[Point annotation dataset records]
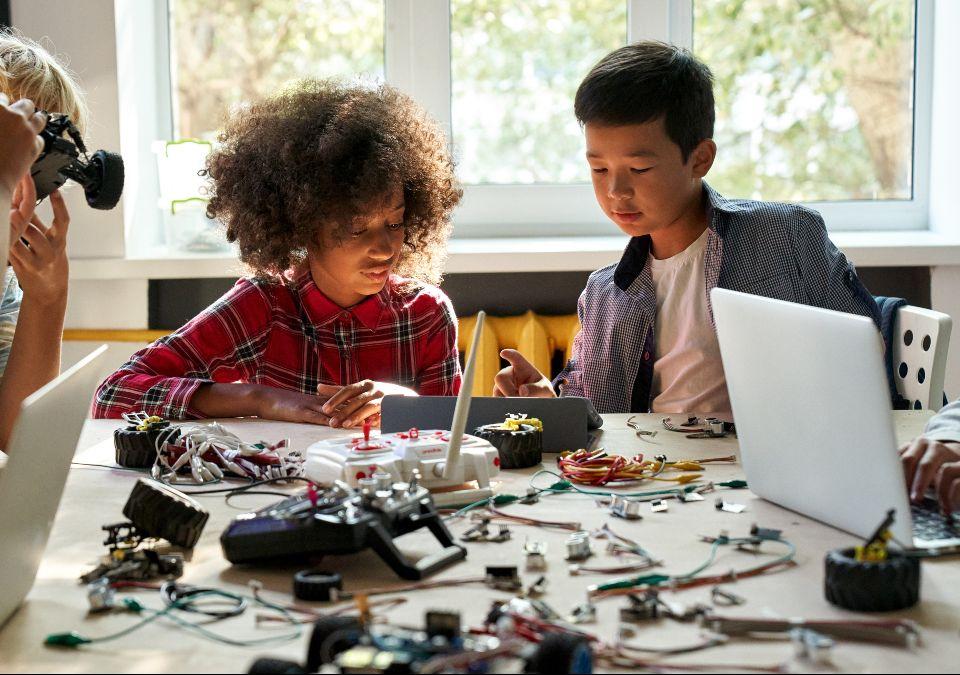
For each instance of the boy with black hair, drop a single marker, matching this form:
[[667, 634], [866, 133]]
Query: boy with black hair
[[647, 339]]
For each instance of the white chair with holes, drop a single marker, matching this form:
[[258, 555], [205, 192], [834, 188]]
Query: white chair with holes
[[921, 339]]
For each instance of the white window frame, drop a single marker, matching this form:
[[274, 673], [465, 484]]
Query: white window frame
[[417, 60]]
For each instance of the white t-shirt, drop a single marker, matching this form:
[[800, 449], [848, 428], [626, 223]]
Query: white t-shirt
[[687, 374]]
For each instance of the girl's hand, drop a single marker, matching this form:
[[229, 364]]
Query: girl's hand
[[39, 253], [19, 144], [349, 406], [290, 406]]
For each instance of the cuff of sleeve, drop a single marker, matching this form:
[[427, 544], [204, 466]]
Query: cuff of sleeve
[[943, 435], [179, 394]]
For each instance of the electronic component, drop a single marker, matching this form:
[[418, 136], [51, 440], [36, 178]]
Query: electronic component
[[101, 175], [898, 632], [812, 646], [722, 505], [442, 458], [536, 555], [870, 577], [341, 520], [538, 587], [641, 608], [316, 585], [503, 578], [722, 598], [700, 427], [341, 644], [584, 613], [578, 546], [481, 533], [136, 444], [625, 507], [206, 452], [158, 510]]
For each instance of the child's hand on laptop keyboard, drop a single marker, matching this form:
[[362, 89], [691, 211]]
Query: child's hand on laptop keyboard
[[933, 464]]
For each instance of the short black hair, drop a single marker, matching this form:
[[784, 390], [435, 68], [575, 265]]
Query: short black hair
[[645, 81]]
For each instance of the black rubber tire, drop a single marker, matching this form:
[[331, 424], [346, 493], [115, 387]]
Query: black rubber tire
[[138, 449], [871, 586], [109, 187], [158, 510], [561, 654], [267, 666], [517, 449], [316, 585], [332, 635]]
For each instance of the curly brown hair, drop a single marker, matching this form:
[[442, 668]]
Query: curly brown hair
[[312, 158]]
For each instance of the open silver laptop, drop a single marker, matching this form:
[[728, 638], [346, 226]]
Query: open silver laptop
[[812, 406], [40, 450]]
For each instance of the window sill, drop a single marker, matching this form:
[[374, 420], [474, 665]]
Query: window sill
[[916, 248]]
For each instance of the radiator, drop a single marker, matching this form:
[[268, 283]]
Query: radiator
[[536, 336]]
--
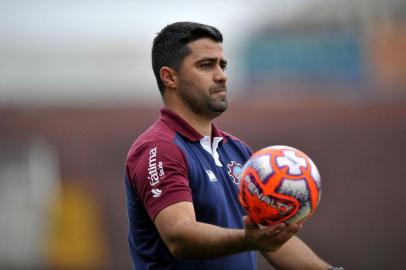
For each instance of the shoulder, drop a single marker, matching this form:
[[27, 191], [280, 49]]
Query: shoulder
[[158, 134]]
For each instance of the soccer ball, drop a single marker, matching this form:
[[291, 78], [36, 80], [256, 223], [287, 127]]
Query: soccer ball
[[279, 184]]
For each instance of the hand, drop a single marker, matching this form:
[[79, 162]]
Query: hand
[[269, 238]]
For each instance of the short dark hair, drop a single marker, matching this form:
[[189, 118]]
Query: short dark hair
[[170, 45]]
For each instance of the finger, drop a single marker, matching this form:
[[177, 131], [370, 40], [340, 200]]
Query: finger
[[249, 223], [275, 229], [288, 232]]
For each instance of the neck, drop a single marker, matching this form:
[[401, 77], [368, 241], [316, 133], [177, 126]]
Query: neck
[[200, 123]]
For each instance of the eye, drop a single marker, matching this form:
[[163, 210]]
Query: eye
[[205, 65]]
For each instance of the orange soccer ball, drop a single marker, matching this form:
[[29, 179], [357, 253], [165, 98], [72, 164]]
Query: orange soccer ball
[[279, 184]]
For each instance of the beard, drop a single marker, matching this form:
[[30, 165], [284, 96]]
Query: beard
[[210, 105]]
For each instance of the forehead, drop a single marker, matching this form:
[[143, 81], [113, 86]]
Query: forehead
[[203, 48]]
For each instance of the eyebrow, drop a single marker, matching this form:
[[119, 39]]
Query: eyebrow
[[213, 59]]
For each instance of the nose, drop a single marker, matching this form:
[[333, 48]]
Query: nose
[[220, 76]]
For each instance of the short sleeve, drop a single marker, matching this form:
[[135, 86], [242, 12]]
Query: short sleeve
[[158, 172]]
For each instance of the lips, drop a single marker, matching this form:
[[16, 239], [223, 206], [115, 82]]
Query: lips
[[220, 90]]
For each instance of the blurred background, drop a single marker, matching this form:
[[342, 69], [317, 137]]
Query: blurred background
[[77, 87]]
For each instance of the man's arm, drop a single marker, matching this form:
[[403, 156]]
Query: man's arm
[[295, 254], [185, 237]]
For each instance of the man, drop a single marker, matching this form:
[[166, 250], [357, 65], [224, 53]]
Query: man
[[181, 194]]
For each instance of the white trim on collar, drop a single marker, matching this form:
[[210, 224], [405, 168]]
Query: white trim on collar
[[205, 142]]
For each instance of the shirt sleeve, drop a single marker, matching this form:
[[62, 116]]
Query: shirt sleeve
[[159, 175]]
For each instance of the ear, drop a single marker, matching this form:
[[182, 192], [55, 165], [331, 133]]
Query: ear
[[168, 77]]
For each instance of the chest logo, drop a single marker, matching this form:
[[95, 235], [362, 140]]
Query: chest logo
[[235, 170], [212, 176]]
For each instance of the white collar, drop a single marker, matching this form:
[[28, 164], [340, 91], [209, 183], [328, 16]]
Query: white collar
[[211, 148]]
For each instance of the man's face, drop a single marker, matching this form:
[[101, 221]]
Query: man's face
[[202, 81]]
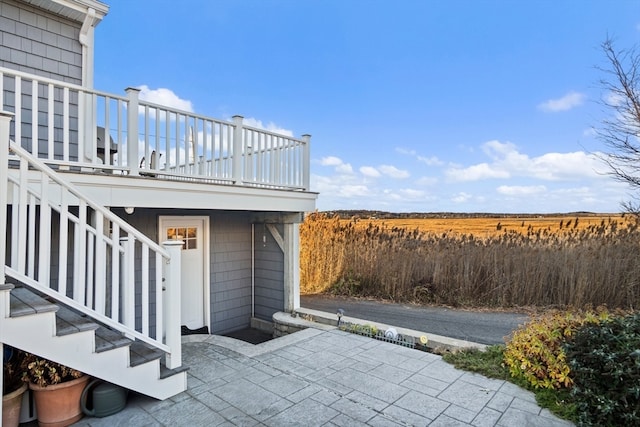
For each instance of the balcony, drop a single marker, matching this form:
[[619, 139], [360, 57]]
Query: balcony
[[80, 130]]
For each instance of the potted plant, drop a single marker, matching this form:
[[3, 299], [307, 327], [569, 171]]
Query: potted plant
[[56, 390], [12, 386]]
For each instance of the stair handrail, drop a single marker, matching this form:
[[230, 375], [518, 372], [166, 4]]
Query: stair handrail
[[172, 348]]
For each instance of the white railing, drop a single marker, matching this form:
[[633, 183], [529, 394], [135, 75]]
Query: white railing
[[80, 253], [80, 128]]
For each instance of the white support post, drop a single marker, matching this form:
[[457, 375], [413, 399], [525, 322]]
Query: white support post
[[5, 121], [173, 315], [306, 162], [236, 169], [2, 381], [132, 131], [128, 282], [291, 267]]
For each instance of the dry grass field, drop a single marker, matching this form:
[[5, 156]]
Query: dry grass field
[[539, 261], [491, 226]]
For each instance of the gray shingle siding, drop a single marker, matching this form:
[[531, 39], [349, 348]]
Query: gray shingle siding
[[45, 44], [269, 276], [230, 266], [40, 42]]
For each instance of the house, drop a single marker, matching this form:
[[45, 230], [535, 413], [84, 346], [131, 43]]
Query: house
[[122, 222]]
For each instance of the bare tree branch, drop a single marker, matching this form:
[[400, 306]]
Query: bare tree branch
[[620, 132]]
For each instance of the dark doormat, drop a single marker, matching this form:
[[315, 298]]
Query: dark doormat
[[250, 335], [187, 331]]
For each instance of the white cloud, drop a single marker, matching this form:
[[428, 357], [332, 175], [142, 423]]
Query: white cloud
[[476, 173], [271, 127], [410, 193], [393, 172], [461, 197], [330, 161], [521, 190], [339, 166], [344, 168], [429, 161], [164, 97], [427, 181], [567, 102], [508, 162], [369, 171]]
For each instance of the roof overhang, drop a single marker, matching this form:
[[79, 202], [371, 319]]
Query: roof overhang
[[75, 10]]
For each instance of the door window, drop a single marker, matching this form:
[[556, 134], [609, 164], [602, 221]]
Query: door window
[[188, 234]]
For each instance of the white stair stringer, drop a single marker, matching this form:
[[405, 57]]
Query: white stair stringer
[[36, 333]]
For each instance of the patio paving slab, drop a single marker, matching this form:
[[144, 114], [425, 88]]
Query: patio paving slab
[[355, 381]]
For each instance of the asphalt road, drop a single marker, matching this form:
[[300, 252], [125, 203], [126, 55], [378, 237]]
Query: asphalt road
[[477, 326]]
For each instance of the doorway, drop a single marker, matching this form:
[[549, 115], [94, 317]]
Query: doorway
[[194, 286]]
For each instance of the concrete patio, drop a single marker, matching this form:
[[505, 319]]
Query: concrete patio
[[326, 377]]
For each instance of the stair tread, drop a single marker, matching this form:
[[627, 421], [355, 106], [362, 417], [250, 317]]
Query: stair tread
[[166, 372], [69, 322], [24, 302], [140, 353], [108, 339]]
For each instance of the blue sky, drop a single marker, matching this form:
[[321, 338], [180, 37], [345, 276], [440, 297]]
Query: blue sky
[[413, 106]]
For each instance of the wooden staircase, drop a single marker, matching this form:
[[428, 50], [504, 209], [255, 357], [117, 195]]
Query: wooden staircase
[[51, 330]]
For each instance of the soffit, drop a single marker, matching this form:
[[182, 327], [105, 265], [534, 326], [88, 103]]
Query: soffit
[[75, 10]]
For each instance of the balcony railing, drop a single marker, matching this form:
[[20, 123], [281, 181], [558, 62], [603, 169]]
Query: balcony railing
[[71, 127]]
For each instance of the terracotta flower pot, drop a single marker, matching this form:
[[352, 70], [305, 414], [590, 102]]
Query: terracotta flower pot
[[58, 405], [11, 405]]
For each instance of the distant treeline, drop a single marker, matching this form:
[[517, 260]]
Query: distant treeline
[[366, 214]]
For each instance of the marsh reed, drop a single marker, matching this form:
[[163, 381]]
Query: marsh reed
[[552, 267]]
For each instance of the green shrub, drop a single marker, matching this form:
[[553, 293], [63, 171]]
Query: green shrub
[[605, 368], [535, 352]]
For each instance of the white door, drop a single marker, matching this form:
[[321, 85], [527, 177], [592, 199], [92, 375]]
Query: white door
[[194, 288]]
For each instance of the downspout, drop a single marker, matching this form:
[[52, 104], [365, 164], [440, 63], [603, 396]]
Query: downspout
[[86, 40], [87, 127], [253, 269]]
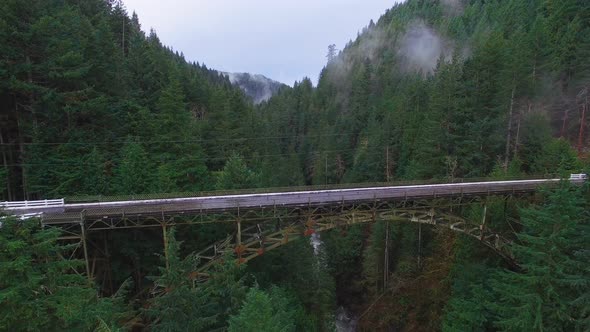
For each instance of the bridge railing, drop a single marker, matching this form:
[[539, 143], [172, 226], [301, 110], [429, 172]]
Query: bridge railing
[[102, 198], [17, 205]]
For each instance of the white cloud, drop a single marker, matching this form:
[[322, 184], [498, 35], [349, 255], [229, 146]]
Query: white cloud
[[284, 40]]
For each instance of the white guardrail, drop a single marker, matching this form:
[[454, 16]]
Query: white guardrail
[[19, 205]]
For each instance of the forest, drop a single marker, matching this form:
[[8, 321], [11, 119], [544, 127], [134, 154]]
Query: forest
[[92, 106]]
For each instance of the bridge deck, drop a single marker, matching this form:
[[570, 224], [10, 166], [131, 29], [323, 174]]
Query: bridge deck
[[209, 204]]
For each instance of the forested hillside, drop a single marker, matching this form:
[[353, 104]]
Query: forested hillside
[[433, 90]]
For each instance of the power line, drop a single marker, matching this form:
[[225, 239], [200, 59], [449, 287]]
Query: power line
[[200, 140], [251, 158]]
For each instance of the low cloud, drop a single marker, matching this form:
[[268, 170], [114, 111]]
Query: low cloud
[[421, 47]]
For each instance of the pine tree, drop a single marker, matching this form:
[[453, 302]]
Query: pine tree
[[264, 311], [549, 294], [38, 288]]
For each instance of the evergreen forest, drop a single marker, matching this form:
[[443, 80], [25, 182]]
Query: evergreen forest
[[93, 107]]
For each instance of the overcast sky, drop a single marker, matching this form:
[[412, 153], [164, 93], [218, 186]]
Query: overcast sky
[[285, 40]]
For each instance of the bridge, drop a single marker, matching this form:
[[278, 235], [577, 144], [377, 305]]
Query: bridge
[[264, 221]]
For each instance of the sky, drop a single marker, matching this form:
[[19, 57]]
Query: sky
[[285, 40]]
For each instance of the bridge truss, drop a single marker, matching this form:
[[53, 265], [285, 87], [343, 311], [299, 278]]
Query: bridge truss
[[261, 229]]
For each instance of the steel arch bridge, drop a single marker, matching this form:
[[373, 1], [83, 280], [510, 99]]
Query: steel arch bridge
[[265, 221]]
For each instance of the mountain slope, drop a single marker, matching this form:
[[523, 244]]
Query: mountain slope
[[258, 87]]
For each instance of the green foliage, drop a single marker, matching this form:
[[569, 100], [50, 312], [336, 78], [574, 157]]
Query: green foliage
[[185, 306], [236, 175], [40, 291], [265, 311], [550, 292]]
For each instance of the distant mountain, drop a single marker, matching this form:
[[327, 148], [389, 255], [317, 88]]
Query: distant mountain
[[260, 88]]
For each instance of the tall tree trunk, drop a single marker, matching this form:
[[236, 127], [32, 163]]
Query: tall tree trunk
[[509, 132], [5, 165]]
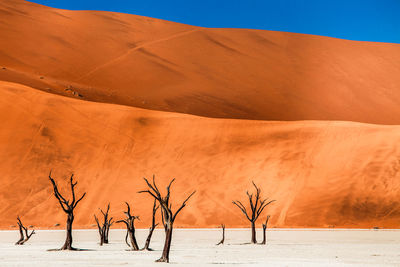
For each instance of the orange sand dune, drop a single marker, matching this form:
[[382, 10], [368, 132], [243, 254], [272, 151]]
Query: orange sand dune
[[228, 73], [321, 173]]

** GIVEN INSTRUCTION **
Put the items starting at the line containing "For each instance of the boy" and ending at the line containing "[[921, 339]]" into a Markdown table with the columns Row and Line, one line per row, numbered in order. Leave out any blank lines.

** TASK RESPONSE **
| Row | Line |
|---|---|
| 1 | For each instance of the boy with black hair, drop a single marker, matching this form: |
| 2 | [[667, 634], [866, 133]] |
| 3 | Query: boy with black hair |
| 4 | [[647, 339]] |
| 5 | For each instance of the white chair with holes, drop a single marker, matching this form: |
| 6 | [[258, 555], [205, 192], [834, 188]] |
| 7 | Query: white chair with holes |
| 8 | [[921, 339]] |